▶ [Aim] Go through the listing and set it down exactly, leaving out its pictures.

▶ [Provided entries]

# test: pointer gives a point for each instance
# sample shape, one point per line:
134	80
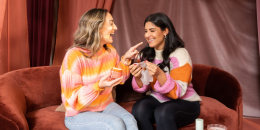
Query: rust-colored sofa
29	97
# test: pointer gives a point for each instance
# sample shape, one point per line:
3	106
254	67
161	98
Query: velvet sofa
29	97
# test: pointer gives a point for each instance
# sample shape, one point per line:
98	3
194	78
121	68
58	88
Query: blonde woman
85	74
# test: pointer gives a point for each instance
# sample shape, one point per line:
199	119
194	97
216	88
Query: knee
116	124
163	114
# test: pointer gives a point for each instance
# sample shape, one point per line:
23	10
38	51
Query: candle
199	124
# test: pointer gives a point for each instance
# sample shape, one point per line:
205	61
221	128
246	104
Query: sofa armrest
225	88
12	104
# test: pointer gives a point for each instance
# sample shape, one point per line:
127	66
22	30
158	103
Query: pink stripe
174	62
137	88
166	87
189	92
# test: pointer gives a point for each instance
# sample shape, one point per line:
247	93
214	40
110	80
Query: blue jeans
114	117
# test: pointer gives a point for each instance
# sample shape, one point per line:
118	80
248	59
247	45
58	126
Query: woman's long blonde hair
87	34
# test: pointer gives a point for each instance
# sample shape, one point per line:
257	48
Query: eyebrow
150	28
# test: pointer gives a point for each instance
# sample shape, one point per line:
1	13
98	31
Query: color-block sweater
80	75
178	84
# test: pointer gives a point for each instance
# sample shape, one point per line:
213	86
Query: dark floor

▶ [Response]
# test: pointer gives a point for each instance
# sample shape, one point per line:
134	80
Query: rust-colored sofa
29	97
# test: pointer gives a point for each instance
# sample shape, one point per line:
3	106
254	67
161	98
Query: velvet sofa
29	97
# test: pointer gives a point for each instance
# sample shape, one point per line:
98	3
194	78
121	68
58	88
Query: blonde woman
85	74
# test: pointer gives a point for each instance
# sample shape, one point per line:
199	119
194	97
216	88
Query: knee
116	124
163	114
# test: pointer gives a point for each instance
# sample shape, one point per line:
23	10
38	51
Query: candle
199	124
# test: pointer gives a point for each instance
# sample shape, one point per line:
205	61
221	128
246	104
Query: sofa armrest
225	88
12	104
# test: pointer gives a point for each instance
# sample shape, one point per line:
127	66
22	30
158	103
Query: pink stripe
174	62
137	88
166	87
189	92
# test: pointer gives a point for each instance
# sample shape, one point per line:
247	93
214	40
110	80
Query: blue jeans
114	117
# test: pointer gives a point for each instance
# sample shape, one point per line:
118	80
248	59
247	45
58	126
Query: woman's long blonde hair
87	34
# test: pointer gives a point for each instance
# sample shape, one point per line:
257	48
Query: eyebrow
150	28
# test: pointer gives a point for each instance
# sample shape, one point per line:
1	13
98	31
Query: color-block sweater
80	75
178	84
# test: pointer gives a point for each instance
# sample shape, one point per line:
213	86
Query: dark floor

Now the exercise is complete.